> _Set problem_
Return every line in the records below that contains the word "photo", where case counts.
— START —
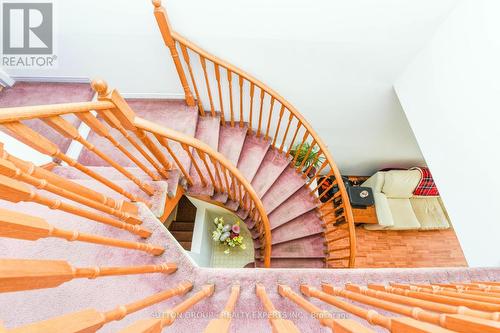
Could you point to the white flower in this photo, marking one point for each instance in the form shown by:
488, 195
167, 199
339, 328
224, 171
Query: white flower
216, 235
— END —
— START —
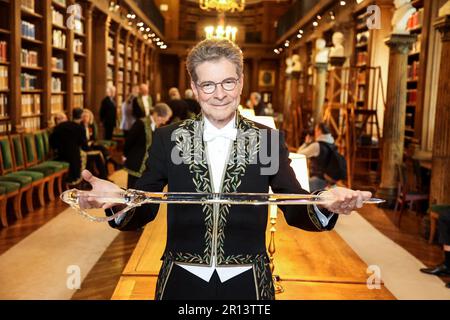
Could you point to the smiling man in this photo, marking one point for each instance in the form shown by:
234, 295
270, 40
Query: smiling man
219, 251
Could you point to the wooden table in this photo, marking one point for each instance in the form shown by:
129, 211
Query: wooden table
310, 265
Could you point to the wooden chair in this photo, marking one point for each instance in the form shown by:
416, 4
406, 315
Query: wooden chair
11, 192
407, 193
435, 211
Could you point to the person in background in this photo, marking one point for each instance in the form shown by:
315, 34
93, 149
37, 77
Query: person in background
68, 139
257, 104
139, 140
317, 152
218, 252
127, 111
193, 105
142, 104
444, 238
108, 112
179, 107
— END —
— START —
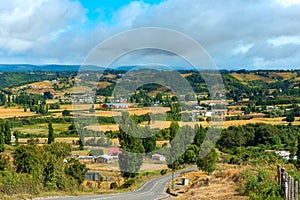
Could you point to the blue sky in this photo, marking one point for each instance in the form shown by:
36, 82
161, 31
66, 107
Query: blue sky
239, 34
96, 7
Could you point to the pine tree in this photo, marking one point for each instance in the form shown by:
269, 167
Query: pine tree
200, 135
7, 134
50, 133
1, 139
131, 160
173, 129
— END —
> _Output below_
Could you point to the white flower in this photo, marking one point for each instance in the form shown by:
Could you point to the smiling man in this photo, marking one point for each instance in the form shown by:
Could you point to the wooden table in this photo, marking one point for each instance in the form shown by:
Could you point to the wooden chair in this photo, marking one point for each instance in the form shown by:
Could you point to the person in background in this photo, marking one point for each instance in the form shown by:
Could you point to the blue sky in this photo, marking one point for each instance in the form shown by:
Could you point to the pine tree in this photo, marking one point for each instance in the form shown by:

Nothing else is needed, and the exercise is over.